● **AIM**: Reproduce the data from the line containing "Where can the billboard" through the end, substituting "signboard" for every occurrence of "billboard" and leaving all else unchanged.

* start DATA PROVIDED *

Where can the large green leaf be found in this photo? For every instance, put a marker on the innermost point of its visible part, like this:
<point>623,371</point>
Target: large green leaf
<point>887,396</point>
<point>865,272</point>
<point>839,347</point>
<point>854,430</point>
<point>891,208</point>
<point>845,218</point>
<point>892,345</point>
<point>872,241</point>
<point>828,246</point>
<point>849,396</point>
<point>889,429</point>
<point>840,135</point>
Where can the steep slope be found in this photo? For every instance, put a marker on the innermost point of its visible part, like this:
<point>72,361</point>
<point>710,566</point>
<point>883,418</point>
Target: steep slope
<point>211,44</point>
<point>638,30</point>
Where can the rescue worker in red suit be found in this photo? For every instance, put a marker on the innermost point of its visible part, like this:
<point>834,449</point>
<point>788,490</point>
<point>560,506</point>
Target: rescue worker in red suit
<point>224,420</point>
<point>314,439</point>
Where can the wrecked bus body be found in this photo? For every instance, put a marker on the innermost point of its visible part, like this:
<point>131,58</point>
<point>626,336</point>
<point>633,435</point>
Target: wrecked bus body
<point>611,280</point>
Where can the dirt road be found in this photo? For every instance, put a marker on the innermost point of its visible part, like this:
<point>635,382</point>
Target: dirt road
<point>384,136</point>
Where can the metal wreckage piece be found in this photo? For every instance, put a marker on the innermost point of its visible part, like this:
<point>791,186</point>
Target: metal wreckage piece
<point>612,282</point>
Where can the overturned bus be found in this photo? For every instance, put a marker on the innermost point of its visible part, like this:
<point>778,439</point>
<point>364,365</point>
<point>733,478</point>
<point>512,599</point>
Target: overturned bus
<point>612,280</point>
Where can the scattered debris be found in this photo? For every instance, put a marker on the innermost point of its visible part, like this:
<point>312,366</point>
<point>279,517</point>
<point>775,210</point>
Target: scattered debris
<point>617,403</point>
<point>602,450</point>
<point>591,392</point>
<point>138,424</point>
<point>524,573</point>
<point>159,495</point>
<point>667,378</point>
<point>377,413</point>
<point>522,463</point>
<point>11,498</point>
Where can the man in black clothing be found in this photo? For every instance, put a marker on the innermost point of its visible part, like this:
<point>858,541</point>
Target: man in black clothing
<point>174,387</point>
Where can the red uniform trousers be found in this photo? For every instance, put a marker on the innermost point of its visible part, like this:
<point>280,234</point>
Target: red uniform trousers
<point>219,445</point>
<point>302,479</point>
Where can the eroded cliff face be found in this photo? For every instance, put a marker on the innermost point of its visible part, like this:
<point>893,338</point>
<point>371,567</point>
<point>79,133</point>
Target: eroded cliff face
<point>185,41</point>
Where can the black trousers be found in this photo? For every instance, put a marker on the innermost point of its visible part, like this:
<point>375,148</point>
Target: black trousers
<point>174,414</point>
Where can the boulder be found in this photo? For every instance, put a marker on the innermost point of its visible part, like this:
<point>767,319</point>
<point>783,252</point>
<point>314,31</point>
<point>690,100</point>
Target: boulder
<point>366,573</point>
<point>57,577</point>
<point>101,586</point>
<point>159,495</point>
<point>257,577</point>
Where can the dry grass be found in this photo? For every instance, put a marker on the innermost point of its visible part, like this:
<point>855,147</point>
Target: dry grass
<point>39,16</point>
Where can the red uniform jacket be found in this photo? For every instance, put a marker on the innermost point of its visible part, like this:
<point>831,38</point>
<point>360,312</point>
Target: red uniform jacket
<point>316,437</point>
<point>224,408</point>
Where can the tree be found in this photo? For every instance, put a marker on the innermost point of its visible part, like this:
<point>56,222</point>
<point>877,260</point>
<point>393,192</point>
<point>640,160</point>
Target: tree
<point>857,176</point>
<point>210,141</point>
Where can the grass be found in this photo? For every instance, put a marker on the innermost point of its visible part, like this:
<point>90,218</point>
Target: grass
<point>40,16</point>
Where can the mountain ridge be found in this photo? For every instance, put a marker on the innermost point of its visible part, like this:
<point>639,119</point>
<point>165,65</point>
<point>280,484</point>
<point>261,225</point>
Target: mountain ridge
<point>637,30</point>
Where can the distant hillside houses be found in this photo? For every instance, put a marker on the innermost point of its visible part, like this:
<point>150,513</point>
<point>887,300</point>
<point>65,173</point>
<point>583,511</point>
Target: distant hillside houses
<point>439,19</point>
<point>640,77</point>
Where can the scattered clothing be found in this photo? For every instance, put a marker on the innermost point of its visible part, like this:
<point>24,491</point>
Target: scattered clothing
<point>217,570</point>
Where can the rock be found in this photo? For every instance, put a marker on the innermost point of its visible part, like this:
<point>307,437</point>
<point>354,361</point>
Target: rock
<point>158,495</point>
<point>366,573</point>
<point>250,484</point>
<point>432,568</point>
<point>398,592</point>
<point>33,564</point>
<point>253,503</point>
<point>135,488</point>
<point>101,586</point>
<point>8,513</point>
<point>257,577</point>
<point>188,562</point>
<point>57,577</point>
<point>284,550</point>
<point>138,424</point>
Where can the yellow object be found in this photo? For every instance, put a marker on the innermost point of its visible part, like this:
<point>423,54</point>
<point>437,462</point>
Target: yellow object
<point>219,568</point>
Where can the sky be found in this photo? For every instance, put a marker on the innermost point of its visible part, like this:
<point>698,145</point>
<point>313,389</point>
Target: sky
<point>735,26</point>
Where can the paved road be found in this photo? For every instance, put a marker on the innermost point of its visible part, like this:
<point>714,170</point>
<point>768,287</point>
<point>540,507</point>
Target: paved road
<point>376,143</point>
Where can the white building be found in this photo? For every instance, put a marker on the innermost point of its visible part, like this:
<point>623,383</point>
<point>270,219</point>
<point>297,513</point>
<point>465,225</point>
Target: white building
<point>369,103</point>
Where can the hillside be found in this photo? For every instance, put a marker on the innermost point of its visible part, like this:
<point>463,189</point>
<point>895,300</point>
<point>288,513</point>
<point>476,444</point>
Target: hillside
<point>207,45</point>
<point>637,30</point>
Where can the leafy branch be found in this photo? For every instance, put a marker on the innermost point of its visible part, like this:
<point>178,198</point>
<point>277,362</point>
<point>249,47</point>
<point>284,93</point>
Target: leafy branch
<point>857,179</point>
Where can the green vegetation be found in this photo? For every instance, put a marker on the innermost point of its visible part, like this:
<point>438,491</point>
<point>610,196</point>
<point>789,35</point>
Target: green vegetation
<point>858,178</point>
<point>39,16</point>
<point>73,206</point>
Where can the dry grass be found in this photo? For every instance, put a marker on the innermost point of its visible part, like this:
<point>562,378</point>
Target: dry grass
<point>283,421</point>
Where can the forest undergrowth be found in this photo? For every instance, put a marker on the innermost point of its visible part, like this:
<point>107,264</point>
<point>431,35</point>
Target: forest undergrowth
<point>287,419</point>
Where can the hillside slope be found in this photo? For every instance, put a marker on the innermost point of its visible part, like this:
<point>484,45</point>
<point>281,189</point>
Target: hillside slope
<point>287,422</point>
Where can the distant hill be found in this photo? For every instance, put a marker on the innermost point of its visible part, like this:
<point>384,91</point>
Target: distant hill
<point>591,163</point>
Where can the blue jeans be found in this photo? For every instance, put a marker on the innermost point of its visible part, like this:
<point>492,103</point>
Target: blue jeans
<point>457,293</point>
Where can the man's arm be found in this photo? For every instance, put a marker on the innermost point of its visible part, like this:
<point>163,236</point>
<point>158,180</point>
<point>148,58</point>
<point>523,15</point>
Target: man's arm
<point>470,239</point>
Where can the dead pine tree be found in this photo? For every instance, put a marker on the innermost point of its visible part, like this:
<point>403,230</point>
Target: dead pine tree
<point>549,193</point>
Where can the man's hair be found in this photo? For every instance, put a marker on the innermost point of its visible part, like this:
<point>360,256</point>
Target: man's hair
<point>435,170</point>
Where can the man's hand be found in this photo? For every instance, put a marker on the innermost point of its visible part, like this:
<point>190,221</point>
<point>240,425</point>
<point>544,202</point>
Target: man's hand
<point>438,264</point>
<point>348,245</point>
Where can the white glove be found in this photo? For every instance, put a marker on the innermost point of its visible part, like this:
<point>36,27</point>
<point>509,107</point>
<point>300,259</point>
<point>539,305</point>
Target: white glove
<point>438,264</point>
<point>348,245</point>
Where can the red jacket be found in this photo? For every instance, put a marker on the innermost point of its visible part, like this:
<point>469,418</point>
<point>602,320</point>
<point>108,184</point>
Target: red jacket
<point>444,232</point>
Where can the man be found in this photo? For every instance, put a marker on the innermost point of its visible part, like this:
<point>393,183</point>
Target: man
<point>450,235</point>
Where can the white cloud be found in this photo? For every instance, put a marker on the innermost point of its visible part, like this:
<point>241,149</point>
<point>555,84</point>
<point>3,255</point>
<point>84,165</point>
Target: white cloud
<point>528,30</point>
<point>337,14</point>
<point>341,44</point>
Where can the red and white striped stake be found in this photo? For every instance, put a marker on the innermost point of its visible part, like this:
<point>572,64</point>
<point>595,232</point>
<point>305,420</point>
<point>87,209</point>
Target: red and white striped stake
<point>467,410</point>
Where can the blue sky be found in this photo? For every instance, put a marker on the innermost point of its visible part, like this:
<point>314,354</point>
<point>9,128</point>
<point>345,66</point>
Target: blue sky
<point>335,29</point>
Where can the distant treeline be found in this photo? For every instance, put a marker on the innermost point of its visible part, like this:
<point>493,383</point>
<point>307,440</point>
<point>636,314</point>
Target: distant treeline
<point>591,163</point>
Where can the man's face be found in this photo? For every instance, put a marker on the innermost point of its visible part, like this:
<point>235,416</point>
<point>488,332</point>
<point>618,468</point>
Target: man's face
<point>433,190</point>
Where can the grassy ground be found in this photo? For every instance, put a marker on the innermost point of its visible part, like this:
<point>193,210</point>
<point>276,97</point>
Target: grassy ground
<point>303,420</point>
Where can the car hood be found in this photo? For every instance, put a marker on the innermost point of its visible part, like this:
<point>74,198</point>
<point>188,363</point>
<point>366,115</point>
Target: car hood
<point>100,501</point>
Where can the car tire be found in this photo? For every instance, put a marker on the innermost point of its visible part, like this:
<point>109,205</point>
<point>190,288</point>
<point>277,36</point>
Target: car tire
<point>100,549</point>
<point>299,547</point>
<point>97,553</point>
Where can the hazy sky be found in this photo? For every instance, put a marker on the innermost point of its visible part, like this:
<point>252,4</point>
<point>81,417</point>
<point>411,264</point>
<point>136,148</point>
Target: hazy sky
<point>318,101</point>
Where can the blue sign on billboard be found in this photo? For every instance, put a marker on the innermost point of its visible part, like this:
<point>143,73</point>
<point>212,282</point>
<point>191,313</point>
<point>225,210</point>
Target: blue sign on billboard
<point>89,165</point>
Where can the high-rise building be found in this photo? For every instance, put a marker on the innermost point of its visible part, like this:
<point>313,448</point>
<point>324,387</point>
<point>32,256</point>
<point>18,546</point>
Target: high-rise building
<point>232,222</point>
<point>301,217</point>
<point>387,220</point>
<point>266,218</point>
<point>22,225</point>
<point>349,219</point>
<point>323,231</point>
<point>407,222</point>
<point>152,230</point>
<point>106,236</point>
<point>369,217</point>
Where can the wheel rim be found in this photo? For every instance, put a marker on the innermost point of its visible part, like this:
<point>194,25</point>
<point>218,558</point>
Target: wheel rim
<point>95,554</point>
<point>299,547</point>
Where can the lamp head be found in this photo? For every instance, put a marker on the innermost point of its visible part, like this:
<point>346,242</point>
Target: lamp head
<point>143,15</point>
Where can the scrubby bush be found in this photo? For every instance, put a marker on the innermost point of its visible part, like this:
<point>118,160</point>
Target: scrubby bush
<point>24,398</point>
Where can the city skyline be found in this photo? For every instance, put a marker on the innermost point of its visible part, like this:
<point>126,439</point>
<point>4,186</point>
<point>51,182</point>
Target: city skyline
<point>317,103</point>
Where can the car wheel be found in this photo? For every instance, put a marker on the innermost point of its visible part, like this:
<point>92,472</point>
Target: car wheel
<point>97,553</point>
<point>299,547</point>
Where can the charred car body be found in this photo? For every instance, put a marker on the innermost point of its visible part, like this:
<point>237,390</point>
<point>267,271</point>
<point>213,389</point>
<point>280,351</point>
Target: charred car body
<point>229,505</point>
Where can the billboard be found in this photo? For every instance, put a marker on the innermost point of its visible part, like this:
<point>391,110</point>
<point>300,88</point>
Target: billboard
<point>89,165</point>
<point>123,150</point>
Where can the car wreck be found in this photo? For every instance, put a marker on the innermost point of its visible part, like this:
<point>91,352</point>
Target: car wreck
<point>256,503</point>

* end DATA PROVIDED *

● **RESULT OF THE TASK**:
Where can the signboard be found in this photo? For every instance, put a marker on the innermost point of its visible part, like this:
<point>391,110</point>
<point>300,88</point>
Target: signboard
<point>89,165</point>
<point>123,150</point>
Where can the car wreck be found in this photo? For every instance, put a marker on the innermost point of its visible part, like this:
<point>91,352</point>
Target: car wreck
<point>256,503</point>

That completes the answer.